Entries in a dataset:
##########

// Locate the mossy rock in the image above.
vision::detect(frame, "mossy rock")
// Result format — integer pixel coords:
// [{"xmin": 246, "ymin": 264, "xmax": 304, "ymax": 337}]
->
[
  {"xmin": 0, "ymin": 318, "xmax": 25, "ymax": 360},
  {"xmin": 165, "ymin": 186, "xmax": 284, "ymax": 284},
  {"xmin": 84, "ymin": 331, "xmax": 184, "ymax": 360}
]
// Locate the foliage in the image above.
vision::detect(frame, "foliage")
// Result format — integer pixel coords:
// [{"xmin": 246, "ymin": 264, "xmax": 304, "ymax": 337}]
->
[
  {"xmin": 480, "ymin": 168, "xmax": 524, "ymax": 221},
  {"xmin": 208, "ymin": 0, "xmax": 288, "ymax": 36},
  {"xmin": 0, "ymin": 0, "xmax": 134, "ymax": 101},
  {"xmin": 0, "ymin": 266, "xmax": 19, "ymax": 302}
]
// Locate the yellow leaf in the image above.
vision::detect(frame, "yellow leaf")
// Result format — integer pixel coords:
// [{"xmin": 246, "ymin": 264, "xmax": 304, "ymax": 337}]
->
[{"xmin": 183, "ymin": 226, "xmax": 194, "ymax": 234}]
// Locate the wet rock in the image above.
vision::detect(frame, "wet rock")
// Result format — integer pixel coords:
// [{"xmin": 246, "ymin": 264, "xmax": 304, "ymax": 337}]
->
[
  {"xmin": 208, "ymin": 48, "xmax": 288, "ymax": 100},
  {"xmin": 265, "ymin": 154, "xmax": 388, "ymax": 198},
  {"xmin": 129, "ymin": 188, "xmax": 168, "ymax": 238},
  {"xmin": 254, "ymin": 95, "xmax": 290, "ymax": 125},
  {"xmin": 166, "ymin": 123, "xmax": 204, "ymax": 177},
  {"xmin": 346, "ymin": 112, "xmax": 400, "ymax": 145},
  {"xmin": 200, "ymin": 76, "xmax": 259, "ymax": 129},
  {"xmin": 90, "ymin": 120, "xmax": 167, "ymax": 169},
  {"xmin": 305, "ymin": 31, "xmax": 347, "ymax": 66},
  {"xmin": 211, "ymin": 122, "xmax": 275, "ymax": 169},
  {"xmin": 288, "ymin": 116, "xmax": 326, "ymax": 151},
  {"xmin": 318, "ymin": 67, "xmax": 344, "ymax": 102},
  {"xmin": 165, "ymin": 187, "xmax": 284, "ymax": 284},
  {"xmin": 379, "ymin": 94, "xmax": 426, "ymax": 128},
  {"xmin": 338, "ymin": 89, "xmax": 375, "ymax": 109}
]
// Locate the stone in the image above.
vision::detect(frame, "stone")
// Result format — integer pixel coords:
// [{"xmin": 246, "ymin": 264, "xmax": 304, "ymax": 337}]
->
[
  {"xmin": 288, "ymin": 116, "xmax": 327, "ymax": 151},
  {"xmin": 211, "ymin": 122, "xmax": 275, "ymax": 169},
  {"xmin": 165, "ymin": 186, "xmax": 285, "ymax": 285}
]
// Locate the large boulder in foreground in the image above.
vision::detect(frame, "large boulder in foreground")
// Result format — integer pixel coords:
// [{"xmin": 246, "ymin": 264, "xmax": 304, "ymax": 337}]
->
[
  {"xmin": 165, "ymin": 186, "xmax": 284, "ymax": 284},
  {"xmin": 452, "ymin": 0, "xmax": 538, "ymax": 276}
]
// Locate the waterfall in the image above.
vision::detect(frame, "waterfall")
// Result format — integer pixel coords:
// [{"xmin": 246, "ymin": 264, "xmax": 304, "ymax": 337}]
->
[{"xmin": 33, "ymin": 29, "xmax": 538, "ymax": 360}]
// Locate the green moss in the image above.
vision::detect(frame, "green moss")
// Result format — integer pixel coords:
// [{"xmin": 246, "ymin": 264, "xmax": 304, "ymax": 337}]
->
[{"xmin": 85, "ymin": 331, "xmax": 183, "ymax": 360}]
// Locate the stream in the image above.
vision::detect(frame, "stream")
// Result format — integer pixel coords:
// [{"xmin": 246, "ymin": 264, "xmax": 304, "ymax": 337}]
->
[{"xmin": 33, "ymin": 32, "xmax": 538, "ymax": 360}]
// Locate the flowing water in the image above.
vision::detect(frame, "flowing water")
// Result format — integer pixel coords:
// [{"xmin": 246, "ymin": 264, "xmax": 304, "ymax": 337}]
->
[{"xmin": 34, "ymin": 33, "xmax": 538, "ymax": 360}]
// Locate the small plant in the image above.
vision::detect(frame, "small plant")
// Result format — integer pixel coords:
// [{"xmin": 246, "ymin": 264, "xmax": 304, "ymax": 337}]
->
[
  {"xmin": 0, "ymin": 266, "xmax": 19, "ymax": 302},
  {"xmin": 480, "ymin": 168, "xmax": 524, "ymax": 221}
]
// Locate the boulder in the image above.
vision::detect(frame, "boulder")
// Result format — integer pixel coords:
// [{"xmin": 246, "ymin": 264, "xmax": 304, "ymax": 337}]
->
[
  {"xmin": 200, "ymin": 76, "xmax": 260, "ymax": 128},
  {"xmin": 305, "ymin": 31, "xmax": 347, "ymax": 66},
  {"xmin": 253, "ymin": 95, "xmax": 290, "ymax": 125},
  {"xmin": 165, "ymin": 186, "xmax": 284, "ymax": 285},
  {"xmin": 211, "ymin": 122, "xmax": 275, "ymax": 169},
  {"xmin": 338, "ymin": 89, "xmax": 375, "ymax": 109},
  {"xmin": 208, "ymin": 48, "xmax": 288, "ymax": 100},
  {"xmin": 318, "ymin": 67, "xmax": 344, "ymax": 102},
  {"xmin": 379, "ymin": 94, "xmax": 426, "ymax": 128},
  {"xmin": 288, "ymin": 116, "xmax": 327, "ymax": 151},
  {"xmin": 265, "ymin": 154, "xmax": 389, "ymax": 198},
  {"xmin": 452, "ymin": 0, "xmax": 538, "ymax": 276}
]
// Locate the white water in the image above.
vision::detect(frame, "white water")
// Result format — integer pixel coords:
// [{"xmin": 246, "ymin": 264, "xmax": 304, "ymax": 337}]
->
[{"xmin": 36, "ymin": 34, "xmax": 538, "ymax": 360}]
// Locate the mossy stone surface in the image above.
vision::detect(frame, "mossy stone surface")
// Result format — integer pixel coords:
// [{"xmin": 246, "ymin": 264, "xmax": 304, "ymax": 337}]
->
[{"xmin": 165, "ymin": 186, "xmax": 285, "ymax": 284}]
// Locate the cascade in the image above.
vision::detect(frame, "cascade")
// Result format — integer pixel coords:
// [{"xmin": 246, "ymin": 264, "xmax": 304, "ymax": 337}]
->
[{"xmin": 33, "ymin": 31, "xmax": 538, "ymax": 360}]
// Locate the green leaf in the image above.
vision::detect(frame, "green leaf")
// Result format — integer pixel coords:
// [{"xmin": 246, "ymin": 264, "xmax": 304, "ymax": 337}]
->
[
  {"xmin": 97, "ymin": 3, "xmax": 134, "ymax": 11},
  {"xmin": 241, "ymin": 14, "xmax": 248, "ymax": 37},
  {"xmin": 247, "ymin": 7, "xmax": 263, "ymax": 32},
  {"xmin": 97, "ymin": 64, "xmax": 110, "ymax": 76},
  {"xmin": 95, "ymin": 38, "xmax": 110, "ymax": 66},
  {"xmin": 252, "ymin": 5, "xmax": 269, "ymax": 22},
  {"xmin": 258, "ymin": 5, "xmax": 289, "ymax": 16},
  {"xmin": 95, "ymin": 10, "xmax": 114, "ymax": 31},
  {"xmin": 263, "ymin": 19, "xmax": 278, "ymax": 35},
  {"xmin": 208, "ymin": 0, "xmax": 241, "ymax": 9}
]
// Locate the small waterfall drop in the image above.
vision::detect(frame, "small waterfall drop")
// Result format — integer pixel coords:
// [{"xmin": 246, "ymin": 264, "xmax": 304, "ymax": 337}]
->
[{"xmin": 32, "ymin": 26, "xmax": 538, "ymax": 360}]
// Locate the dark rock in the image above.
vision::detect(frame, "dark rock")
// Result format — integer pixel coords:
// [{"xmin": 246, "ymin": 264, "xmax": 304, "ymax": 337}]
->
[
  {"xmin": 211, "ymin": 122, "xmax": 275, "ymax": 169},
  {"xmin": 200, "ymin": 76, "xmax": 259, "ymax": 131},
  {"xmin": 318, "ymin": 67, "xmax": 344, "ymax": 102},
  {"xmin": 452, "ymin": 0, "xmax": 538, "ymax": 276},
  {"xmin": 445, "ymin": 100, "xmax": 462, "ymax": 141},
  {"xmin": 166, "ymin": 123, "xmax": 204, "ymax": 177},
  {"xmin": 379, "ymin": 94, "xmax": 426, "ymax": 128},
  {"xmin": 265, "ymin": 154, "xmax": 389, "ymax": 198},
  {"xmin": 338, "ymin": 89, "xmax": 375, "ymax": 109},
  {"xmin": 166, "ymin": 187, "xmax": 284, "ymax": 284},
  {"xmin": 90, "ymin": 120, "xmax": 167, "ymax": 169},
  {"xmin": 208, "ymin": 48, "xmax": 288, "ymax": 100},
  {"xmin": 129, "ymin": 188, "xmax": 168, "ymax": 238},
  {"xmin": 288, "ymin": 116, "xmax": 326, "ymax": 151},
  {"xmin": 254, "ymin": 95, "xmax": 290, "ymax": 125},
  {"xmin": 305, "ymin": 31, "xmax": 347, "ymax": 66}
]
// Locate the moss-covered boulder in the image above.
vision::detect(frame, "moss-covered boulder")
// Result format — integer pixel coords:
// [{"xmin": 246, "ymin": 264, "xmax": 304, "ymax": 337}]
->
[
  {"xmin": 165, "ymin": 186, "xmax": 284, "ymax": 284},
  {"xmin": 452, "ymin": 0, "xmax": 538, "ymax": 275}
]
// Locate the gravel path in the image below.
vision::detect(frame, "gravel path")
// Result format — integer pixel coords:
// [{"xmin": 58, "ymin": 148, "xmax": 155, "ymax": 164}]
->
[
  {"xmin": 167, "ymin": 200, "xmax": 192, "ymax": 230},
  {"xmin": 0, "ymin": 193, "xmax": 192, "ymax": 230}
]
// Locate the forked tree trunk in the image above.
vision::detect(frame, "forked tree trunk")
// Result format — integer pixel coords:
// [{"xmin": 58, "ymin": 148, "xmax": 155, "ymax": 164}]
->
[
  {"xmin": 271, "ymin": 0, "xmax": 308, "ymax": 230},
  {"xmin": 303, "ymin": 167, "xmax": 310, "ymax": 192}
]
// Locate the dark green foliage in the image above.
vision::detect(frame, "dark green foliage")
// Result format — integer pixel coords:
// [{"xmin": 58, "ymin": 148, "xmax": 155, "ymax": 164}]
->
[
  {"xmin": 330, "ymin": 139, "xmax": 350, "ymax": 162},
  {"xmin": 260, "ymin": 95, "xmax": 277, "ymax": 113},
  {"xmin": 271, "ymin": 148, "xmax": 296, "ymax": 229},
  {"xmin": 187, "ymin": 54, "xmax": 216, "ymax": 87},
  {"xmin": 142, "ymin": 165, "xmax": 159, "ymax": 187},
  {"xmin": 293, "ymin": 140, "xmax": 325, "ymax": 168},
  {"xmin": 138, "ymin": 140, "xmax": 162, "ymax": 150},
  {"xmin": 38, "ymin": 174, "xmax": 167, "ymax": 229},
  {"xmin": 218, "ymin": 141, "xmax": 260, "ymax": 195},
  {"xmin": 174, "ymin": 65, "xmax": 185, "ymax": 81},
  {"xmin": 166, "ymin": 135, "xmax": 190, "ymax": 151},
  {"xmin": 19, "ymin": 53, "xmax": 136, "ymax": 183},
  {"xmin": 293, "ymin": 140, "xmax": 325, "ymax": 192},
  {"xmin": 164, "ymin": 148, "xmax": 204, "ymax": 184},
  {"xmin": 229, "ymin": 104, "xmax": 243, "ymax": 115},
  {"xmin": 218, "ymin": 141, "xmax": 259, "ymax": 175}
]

##########

■ **EXERCISE AIM**
Update the entries from the line containing "moss-covered boulder in the image above." through the end of the entries by replacing every "Locate" with "Find", keeping everything else the same. Return only those lines.

■ **THE COMPLETED TASK**
// Find the moss-covered boulder in the image above.
vision::detect(frame, "moss-covered boulder")
// Result format — integer pixel coords:
// [{"xmin": 246, "ymin": 264, "xmax": 304, "ymax": 337}]
->
[
  {"xmin": 165, "ymin": 186, "xmax": 284, "ymax": 284},
  {"xmin": 452, "ymin": 0, "xmax": 538, "ymax": 275}
]
// Find the gravel path in the image below.
vision::detect(frame, "gravel path")
// Result format — integer pixel coords:
// [{"xmin": 58, "ymin": 148, "xmax": 155, "ymax": 164}]
->
[
  {"xmin": 167, "ymin": 200, "xmax": 192, "ymax": 230},
  {"xmin": 0, "ymin": 193, "xmax": 192, "ymax": 230}
]
// Find the forked tree trunk in the image above.
vision::detect(frame, "forked tree trunk")
// Result format — integer pixel coords:
// [{"xmin": 58, "ymin": 148, "xmax": 155, "ymax": 164}]
->
[
  {"xmin": 271, "ymin": 0, "xmax": 308, "ymax": 230},
  {"xmin": 303, "ymin": 167, "xmax": 310, "ymax": 192}
]
// Find the dark green foliage in the image above.
vision::detect(frame, "dark green foliage")
// Result format — integer pixel coords:
// [{"xmin": 58, "ymin": 148, "xmax": 155, "ymax": 164}]
->
[
  {"xmin": 330, "ymin": 139, "xmax": 350, "ymax": 162},
  {"xmin": 260, "ymin": 95, "xmax": 277, "ymax": 113},
  {"xmin": 271, "ymin": 148, "xmax": 296, "ymax": 229},
  {"xmin": 187, "ymin": 54, "xmax": 216, "ymax": 87},
  {"xmin": 142, "ymin": 165, "xmax": 159, "ymax": 187},
  {"xmin": 293, "ymin": 140, "xmax": 325, "ymax": 168},
  {"xmin": 138, "ymin": 140, "xmax": 162, "ymax": 150},
  {"xmin": 38, "ymin": 174, "xmax": 167, "ymax": 229},
  {"xmin": 218, "ymin": 141, "xmax": 260, "ymax": 195},
  {"xmin": 174, "ymin": 65, "xmax": 185, "ymax": 81},
  {"xmin": 166, "ymin": 135, "xmax": 190, "ymax": 151},
  {"xmin": 19, "ymin": 53, "xmax": 136, "ymax": 183},
  {"xmin": 293, "ymin": 140, "xmax": 325, "ymax": 192},
  {"xmin": 164, "ymin": 148, "xmax": 204, "ymax": 184},
  {"xmin": 229, "ymin": 104, "xmax": 243, "ymax": 115},
  {"xmin": 218, "ymin": 141, "xmax": 259, "ymax": 175}
]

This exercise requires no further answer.